• _Supplied text_:
**********

Couldn't this entire class of bug be solved by annotating signal handlers in the source code and checking at compile time that anything called from a signal handler is async-signal-safe?
Sounds reasonable, but since the language layer has no knowledge of signal handlers or what that means, it would be a separation of concerns problem. I'm sure you could get clang to do it, but still a tricky thing to design around.
Ultimately it's an example of an invariant where it's clear that programmers can't be trusted to uphold it. In this case, the consequences can be very significant.
Libc isn't the language runtime. The runtime is '/use/lib/crt*.o', which has no concept at all of signal handling.
Libc isn't particularly intrinsic to the language, and outside of some assembly to make syscalls, you can implement an alternative with a completely different interface, purely in C.
The language standard library does, however, contain explicit support for signal handling, as specified in ISO/IEC 1989:2023 section 7.14 Signal handling <signal.h>. The cross-platform bits of libc are specified in the C standard. The POSIX-specific bits are specified by the Open Group in the POSIX standard. The OS-specific bits are specified by the OS and implemented by whoever is writing the libc in question. A libc is a sort of statically linked combination of the C standard library and some OS-specific standard library extensions.
I am fairly certain that glibc uses SA_RESTORER in its sigaction wrapper and implements a suitable sigreturn() function which is provided as the sa_restorer argument.
Static analysis tools would go a long way here, yes, and it should be a relatively straightforward analysis. You probably don't even need to explicitly annotate signal handlers, just examine arguments to calls to signal() and sigaction().
This entire class of bug could also be solved by avoiding signal handlers. You can still use SIGALRM for a timeout, but don't log it. If you need complex processing, use signalfd to read signals in the event loop.
Well, the compiler has no way of knowing if a function will later be a signal handler after linking, or even dynamic loading.
There is no portable way to annotate all functions ever written or ever will be written as being async signal safe.
Which functions are async signal safe varies with the operating system and runtime (eg. an unsafe function in linux-gnu might be safe in linux-musl or linux-bionic).
Other than those insurmountable problems, yeah, good idea.
What I want when writing a signal handler is to be able to say, this function must be async-signal-safe and therefore all the functions it calls must be async-signal-safe. That can be done purely at compile time; I don’t need to worry about linking.
The annotation does not need to be portable; if it’s present on one system then other systems still benefit because the code is written to pass the check.
The list of async-signal-safe functions is well documented and quite short, so it would not be much work to add the annotations to the header files. It’s OK if some safe functions are omitted, because signal handlers should be written to do the absolute bare minimum.
No, any function can call another function from another translation unit (at link time) or load and call a function from another translation unit (at runtime). How will the compiler enforce the propagation of the requirement in those cases?

**********

• _Excerpted data_:
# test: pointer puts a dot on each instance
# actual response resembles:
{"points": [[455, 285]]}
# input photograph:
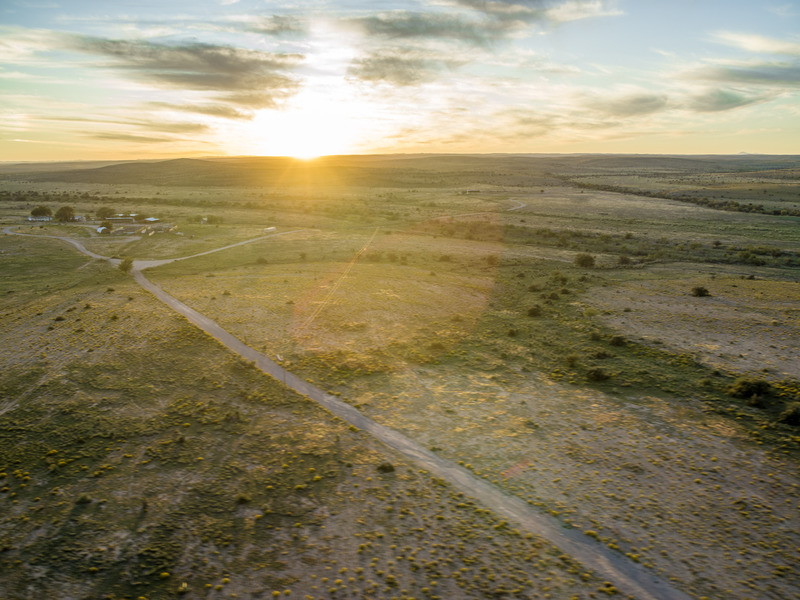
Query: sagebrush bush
{"points": [[748, 387]]}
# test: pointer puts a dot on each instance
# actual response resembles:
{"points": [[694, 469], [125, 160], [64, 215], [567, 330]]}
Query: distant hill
{"points": [[388, 171]]}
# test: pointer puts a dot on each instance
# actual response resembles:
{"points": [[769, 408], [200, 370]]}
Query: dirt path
{"points": [[629, 577]]}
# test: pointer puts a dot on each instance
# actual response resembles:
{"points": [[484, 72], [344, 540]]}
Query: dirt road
{"points": [[629, 577]]}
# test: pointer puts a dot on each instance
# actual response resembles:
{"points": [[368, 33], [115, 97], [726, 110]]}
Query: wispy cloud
{"points": [[213, 110], [774, 74], [717, 100], [575, 10], [250, 78], [629, 105], [278, 25], [758, 43], [400, 25], [399, 66]]}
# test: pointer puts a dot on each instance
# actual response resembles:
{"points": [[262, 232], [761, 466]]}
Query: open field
{"points": [[139, 453]]}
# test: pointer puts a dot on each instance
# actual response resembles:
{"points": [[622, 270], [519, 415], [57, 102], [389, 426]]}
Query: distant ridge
{"points": [[389, 171]]}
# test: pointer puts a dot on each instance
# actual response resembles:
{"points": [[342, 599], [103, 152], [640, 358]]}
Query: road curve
{"points": [[629, 577]]}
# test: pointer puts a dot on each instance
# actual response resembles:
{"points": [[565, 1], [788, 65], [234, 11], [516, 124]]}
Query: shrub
{"points": [[42, 211], [584, 260], [617, 340], [126, 265], [597, 374], [748, 387], [791, 416]]}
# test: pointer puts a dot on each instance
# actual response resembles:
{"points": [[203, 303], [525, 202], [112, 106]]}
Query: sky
{"points": [[90, 79]]}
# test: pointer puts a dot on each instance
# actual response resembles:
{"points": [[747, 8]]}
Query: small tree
{"points": [[126, 265], [584, 260], [42, 211], [65, 214]]}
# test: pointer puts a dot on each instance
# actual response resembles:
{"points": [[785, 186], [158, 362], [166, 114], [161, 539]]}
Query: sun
{"points": [[309, 127]]}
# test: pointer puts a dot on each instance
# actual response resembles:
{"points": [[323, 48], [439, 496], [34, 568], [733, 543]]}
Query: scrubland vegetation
{"points": [[623, 361]]}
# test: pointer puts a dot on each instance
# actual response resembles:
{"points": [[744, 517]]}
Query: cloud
{"points": [[406, 25], [212, 110], [774, 74], [631, 105], [399, 67], [184, 127], [250, 78], [126, 137], [758, 43], [719, 100], [528, 11], [278, 25], [523, 10], [575, 10]]}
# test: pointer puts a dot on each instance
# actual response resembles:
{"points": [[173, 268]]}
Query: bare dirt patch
{"points": [[742, 326]]}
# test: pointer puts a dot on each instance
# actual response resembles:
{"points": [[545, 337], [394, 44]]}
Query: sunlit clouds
{"points": [[88, 80]]}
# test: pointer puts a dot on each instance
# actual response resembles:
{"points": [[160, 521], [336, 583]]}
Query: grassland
{"points": [[603, 396]]}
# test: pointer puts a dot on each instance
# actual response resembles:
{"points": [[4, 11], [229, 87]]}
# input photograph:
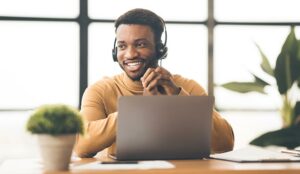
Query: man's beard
{"points": [[151, 64]]}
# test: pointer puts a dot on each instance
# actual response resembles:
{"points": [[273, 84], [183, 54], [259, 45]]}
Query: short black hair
{"points": [[143, 17]]}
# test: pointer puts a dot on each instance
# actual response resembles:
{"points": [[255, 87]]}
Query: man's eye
{"points": [[121, 47], [141, 45]]}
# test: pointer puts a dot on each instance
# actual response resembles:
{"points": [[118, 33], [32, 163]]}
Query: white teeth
{"points": [[134, 63]]}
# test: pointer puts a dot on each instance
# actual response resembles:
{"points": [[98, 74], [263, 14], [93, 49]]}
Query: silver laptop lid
{"points": [[164, 127]]}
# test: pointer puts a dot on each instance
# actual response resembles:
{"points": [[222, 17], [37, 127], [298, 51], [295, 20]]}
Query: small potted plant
{"points": [[56, 126]]}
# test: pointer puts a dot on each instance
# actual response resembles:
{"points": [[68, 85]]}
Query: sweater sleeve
{"points": [[222, 137], [100, 128]]}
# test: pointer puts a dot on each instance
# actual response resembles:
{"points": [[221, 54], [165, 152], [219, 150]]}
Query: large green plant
{"points": [[55, 119], [287, 75]]}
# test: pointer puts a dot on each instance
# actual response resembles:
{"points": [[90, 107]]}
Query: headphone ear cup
{"points": [[162, 51], [114, 54]]}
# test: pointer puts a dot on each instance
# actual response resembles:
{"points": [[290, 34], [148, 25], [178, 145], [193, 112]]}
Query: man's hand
{"points": [[158, 81]]}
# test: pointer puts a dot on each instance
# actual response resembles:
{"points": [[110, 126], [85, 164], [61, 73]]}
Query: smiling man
{"points": [[137, 49]]}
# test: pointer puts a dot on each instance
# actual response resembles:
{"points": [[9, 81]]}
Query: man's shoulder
{"points": [[106, 82]]}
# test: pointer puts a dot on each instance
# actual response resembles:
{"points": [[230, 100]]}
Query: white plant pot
{"points": [[56, 150]]}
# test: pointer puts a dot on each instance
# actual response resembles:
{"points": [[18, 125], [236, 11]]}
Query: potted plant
{"points": [[56, 126], [287, 75]]}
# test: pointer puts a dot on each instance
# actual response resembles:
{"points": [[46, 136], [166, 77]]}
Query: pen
{"points": [[293, 152], [119, 162]]}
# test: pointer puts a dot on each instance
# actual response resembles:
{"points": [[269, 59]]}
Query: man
{"points": [[137, 49]]}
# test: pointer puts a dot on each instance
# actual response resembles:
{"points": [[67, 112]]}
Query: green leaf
{"points": [[283, 73], [265, 64], [244, 87], [288, 137], [287, 64]]}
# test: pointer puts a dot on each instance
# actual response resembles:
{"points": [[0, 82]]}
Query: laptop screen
{"points": [[164, 127]]}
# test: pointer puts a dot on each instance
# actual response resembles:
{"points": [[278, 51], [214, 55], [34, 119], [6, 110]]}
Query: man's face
{"points": [[136, 49]]}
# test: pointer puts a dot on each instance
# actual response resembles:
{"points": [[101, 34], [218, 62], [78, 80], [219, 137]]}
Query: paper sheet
{"points": [[141, 165]]}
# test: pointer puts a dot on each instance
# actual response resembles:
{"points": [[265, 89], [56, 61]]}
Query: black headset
{"points": [[161, 48]]}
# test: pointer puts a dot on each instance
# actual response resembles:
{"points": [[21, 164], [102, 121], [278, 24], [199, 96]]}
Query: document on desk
{"points": [[256, 154], [139, 165]]}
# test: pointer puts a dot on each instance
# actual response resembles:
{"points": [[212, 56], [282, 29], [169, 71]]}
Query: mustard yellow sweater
{"points": [[99, 111]]}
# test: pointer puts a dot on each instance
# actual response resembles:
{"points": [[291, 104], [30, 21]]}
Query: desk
{"points": [[184, 167]]}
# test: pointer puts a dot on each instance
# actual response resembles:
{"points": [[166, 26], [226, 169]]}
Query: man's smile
{"points": [[134, 65]]}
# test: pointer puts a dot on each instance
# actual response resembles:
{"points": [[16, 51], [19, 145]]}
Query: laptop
{"points": [[164, 127]]}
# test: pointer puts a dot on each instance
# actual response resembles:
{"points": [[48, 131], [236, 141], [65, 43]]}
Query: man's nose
{"points": [[131, 52]]}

**********

• _What is needed_: Summarize the thread about compile-time checks for async-signal-safe signal handlers in three sentences.

• _Output of the task_: One commenter proposes annotating signal handlers so the compiler can check that everything they call is async-signal-safe. Critics reply that the compiler cannot know whether a function will become a signal handler after linking or dynamic loading, that there is no portable way to annotate every function, and that which functions are safe varies with the operating system and runtime. Supporters counter that the check could run purely at compile time, that the annotations need not be portable, and that the documented list of safe functions is short, while others suggest static analysis of calls to signal() and sigaction() or avoiding complex signal handlers by reading signals with signalfd in the event loop.